* EXERCISE TASKS *
**1)** Using the article on HIV services, decide whether each statement agrees with it: (a) In 2013, prevention and treatment of HIV and sexual health moved from local authorities to the NHS. (b) Local government must break even. (c) Hackney has the highest prevalence of HIV in the country. Answer yes or no for each and quote the words that decide it.
**2)** Reproduce the stretch of the article on HIV services from "Sharing the experience" through "contracting and procurement.", without changing anything.

* SELECTED EXCERPT *
*** Begin section ***

HIV services should look to specialties that have undergone organisational change as the problems faced are often relatable, it has been suggested.

Speaking the day before World AIDS day, Alex Baylis, assistant director of policy at the King’s Fund said yesterday: “A lot of the issues in HIV services are generalisable to other services.”

In 2013, prevention and treatment of HIV and sexual health moved from the NHS to become the responsibility of local authorities, whereas social care elements had always been in the hands of local authorities.

Sharing the experience of the transition of Hackney’s HIV and GUM services to local government, Professor Jane Anderson, HIV consultant, spoke at the King’s Fund’s Annual Conference yesterday.

With different elements of the service all in “separate boxes”, Anderson said that in her experience, the biggest challenge was to “merge the boxes.”

Not only that, but there was a difference in the language used amongst clinicians and local authorities, and in commissioning, contracting and procurement.

The new commissioners were interested in how services impact on the population that they hold a budget for, and services were taking up around 35-40% of public health budgets - a considerable increase from the proportion of NHS budgets that funding had previously come from.

Where the NHS may have been able to “fudge” figures if there had been an overspend, local government must break even, she explained.

Politics were “considerable,” with national politics in the form of the Health and Social Care Act, as well as local politics that clinicians hadn’t previously understood.

Anderson warned that it is important to understand local politics and where the power lies is  in decision making to really make a difference.

To deliver an effective service ensuring that resources are joined up is essential, she added.

The service providers in Hackney approached the STP in order to formulate a plan for sexual health which joined the local authority, NHS England and CCGs, leading to the prioritisation of the service by the STP, and a more robust sexual health contract was developed.

“The HIV epidemic has been one of the most changeable things that has happened in last 30 years,” Anderson said, adding that the current climate is one of the most difficult periods in terms of epidemiology of the disease, but also changing systems and finances in the healthcare sector.

Although Hackney has the third highest prevalence of HIV in the country, since the shakeup it has managed to see a reduction in new infections, through outreach, prevention and treatment of those infected - and hopefully soon will see the introduction of pre-exposure prophylaxis.

Referring to Hackney’s experience, Anderson said: “If it works for HIV it might work for other things.”

*** End section ***

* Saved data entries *
*** Begin section ***

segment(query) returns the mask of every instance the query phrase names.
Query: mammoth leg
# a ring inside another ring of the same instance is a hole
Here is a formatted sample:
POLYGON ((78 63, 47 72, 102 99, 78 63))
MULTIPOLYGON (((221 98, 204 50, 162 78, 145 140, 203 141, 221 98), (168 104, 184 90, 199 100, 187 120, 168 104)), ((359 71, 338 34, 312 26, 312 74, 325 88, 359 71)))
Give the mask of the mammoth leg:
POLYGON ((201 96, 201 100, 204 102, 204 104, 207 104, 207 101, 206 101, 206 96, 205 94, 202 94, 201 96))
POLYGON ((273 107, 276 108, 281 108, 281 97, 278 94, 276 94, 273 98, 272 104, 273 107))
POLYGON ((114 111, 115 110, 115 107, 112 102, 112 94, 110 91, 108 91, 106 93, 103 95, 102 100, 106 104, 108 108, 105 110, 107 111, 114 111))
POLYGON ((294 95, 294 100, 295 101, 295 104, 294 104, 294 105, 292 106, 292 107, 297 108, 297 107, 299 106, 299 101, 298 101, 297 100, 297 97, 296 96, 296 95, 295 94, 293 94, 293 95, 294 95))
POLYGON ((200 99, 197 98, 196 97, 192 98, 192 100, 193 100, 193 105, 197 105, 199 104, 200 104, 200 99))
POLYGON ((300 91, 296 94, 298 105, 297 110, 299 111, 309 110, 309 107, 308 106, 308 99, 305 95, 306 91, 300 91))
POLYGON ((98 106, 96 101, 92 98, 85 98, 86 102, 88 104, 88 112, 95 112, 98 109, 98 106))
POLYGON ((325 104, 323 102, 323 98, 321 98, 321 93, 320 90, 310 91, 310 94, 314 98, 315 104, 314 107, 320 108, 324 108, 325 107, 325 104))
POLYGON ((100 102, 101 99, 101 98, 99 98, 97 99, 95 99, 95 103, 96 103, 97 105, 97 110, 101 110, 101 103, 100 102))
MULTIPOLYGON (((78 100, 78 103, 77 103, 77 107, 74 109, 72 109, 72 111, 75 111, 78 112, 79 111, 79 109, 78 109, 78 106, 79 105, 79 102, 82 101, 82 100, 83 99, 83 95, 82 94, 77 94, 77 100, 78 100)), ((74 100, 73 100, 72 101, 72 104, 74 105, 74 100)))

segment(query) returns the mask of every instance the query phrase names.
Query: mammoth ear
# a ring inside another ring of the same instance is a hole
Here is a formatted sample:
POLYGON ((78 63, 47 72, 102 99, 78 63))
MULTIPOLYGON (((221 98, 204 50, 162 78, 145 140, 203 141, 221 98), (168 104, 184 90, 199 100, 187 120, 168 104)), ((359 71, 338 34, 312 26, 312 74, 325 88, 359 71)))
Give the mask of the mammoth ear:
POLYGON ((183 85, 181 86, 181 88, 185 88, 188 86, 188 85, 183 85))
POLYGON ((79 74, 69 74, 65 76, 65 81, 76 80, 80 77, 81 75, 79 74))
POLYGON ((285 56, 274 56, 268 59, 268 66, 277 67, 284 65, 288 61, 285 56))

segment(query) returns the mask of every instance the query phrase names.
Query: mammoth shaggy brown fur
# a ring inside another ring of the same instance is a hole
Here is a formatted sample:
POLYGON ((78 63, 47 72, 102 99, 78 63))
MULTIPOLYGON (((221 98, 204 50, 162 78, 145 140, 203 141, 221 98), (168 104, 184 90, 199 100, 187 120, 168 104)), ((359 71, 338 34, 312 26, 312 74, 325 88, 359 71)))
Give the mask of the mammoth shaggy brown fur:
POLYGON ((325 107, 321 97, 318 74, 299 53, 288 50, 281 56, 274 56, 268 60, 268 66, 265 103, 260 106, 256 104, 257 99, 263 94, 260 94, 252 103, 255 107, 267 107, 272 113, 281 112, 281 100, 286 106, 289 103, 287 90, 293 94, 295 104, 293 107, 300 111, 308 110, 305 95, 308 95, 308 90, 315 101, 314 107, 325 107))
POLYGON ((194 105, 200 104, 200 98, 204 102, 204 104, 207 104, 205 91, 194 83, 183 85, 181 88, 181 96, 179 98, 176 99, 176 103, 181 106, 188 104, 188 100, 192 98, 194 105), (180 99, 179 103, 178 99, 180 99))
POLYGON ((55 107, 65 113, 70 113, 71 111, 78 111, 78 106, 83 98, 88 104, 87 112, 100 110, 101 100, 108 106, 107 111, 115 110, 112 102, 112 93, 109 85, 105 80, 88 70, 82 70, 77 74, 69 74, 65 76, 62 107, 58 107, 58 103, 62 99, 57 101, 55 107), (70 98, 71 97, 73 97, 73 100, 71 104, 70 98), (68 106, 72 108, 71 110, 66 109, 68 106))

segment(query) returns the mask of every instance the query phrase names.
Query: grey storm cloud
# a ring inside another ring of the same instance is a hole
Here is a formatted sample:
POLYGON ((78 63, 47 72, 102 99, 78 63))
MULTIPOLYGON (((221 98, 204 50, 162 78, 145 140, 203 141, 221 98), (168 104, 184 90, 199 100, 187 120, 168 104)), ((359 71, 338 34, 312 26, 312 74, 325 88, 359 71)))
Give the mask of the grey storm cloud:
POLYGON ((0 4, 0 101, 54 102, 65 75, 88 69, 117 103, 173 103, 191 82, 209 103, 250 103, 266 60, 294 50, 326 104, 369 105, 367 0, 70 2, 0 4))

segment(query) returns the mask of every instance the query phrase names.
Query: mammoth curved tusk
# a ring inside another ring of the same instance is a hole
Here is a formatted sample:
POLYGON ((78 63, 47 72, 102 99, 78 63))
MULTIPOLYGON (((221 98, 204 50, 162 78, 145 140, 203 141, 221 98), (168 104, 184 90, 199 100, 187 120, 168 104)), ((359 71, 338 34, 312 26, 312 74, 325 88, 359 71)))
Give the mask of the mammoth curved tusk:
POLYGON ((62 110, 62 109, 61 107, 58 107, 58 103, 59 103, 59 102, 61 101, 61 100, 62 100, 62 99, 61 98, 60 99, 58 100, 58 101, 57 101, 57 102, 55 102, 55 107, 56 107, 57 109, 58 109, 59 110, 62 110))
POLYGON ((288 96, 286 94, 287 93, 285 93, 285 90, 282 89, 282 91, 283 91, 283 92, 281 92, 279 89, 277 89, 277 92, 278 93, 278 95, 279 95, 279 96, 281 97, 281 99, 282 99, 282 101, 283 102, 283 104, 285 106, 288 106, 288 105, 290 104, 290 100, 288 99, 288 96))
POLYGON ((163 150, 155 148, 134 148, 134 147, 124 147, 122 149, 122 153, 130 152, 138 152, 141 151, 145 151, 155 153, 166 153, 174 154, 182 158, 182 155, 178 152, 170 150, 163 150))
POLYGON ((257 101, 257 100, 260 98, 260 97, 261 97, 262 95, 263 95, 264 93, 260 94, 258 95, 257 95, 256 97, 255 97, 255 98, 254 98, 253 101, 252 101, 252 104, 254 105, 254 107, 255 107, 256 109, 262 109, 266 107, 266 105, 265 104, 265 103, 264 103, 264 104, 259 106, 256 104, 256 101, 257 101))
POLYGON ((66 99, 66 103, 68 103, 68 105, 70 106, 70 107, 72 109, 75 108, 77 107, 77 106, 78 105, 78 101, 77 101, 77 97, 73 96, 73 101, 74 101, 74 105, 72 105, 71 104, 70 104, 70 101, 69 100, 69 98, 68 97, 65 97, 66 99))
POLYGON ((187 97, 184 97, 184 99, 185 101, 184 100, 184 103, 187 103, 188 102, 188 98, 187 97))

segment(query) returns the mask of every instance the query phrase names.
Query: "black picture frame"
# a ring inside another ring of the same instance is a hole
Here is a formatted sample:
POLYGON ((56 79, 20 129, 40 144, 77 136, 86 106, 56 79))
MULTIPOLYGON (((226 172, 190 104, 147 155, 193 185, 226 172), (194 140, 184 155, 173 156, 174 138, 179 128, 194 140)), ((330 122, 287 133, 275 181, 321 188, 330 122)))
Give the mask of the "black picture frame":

*** End section ***

* RESULTS OF THE EXERCISE *
**1)**
(a) No. "In 2013, prevention and treatment of HIV and sexual health moved from the NHS to become the responsibility of local authorities"
(b) Yes. "local government must break even"
(c) No. "Hackney has the third highest prevalence of HIV in the country"

**2)**
Sharing the experience of the transition of Hackney’s HIV and GUM services to local government, Professor Jane Anderson, HIV consultant, spoke at the King’s Fund’s Annual Conference yesterday.

With different elements of the service all in “separate boxes”, Anderson said that in her experience, the biggest challenge was to “merge the boxes.”

Not only that, but there was a difference in the language used amongst clinicians and local authorities, and in commissioning, contracting and procurement.